**Rows**
- - - -
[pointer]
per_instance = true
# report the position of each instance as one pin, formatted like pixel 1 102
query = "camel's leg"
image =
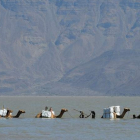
pixel 39 115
- - - -
**The request**
Reproduce the entries above verbatim, leaving out the pictures.

**Full answer**
[pointer]
per_instance = true
# report the position of each instance as one pin, formatted like pixel 1 102
query = "camel's leg"
image =
pixel 39 115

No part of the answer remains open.